• _Given problem_: Render the stretch of material from the line containing "of the logo" through the end of the material as a Markdown table with the columns Row and Content. Give each line a row number and omit blank lines.

• _Data for this task_:
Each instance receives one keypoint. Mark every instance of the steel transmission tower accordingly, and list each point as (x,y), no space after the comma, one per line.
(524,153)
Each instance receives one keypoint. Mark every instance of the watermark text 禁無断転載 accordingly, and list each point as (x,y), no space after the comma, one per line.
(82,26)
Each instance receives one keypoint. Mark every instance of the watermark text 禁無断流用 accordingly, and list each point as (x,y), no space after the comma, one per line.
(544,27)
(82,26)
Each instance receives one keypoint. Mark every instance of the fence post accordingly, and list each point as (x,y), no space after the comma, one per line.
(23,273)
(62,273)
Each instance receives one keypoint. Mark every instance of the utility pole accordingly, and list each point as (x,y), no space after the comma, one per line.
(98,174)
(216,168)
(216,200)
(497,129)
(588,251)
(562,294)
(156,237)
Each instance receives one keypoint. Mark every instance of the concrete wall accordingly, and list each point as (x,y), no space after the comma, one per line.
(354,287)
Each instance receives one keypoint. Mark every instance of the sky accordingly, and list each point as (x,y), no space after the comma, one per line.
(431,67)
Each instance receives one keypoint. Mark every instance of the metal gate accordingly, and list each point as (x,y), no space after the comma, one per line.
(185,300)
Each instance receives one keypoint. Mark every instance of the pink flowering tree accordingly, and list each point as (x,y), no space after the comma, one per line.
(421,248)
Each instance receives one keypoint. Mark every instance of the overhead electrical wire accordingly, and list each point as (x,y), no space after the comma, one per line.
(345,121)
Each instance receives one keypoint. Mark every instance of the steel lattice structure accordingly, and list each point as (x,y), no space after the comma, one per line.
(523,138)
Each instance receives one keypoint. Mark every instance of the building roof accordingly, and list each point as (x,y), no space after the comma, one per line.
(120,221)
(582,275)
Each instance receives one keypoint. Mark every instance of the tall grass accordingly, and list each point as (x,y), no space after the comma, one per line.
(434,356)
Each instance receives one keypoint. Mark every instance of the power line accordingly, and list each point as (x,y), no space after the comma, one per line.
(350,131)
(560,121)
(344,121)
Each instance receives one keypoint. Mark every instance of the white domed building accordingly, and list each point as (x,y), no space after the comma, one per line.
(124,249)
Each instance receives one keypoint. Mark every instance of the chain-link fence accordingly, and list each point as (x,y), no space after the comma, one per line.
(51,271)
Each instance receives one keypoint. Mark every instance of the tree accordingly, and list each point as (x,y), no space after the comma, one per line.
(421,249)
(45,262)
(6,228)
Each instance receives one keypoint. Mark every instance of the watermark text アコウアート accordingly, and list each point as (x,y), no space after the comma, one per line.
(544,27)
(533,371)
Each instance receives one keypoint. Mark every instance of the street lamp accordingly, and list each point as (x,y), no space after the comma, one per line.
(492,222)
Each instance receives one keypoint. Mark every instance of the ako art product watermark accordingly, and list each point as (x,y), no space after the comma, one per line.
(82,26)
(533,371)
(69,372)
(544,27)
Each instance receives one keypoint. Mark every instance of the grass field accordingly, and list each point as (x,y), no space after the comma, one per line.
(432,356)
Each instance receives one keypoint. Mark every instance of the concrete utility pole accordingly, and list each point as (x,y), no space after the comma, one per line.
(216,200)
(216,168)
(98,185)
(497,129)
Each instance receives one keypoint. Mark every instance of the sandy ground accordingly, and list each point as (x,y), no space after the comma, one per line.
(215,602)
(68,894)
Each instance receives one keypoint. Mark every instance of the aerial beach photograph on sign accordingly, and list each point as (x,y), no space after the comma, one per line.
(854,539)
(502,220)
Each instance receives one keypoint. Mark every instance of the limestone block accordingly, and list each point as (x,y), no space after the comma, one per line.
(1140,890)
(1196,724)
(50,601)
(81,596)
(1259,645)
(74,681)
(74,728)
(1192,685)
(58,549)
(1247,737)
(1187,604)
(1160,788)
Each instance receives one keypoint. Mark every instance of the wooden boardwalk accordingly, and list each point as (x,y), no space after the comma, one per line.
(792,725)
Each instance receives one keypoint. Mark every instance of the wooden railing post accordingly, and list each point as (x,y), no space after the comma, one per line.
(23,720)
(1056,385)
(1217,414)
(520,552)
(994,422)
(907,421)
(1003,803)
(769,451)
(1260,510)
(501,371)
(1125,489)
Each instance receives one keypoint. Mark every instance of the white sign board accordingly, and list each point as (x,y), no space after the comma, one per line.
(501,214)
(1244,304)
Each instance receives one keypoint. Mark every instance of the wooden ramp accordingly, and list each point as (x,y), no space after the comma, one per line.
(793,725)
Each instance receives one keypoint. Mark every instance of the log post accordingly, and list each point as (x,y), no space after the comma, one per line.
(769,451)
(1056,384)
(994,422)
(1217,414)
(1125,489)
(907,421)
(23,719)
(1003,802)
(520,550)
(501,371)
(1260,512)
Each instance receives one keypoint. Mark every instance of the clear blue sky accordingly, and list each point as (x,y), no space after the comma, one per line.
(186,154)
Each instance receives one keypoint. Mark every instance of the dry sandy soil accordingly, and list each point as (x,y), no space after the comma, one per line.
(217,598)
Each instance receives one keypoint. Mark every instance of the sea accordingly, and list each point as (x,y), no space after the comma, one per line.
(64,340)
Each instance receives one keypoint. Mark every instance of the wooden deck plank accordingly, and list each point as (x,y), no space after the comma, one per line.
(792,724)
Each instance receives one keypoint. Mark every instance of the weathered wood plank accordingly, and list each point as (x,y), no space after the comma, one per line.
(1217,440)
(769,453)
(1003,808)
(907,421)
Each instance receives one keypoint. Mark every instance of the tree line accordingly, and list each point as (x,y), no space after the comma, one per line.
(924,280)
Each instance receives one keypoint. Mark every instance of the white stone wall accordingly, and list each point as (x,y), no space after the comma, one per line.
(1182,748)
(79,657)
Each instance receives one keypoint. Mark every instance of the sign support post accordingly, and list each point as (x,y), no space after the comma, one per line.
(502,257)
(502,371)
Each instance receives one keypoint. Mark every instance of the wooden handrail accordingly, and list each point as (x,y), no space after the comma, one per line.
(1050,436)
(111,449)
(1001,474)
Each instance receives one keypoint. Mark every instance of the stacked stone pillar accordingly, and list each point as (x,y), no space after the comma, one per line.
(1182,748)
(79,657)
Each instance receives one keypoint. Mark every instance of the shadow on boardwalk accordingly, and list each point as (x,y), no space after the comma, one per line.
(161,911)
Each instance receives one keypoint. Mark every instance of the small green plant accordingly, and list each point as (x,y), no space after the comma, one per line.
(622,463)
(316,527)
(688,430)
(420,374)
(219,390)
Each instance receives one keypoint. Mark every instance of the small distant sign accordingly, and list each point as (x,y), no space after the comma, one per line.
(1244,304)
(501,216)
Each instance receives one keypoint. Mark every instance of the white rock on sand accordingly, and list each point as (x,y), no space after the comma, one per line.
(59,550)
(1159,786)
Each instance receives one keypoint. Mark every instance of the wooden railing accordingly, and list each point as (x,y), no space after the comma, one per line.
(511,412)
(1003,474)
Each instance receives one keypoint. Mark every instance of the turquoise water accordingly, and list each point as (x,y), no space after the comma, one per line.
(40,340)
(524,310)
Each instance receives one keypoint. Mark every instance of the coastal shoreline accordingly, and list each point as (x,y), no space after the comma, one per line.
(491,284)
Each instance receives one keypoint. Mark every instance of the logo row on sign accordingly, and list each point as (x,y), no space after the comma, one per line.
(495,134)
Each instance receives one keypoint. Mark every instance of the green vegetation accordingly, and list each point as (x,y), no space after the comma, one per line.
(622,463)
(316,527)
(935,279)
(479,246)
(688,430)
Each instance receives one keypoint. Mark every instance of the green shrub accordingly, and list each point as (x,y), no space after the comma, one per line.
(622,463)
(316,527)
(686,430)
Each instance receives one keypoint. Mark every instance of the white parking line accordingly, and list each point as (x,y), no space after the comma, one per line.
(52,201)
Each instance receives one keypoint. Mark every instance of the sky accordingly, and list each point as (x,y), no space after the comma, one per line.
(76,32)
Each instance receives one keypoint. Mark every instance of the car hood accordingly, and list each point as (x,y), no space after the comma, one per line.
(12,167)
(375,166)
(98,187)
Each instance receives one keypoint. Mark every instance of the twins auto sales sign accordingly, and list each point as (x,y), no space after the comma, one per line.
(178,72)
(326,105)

• _Exercise response_:
| Row | Content |
|---|---|
| 1 | Each instance receives one keypoint. Mark every instance of the logo row on sign accordingly, and list each point as (x,y), no space after the comma, one per line. |
| 2 | (495,134) |
| 3 | Each instance receives one keypoint. Mark every instance of the green vegetation accordingly, and list each point as (x,y), no space after the comma, one per line. |
| 4 | (622,463) |
| 5 | (316,527) |
| 6 | (935,279) |
| 7 | (479,246) |
| 8 | (688,430) |
| 9 | Each instance receives one keypoint. Mark every instance of the green shrub accordingly, and list each point as (x,y), no space after the comma, one per line. |
| 10 | (622,463) |
| 11 | (316,527) |
| 12 | (686,430) |
| 13 | Each instance receives one keypoint. Mark every instance of the white parking line accordingly, and list each point as (x,y), no space after the comma, one per line. |
| 14 | (52,201) |
| 15 | Each instance receives one keypoint. Mark every instance of the sky accordingly, and list each point as (x,y), no space after the comma, one per line. |
| 16 | (76,32) |
| 17 | Each instance receives one keypoint. Mark every instance of the car hood accordingly, and list each point as (x,y), no space after the comma, one per line. |
| 18 | (12,167) |
| 19 | (375,166) |
| 20 | (98,187) |
| 21 | Each instance receives one keypoint. Mark every instance of the twins auto sales sign accordingly, and list each point as (x,y), no space after the comma, one per line. |
| 22 | (178,72) |
| 23 | (326,105) |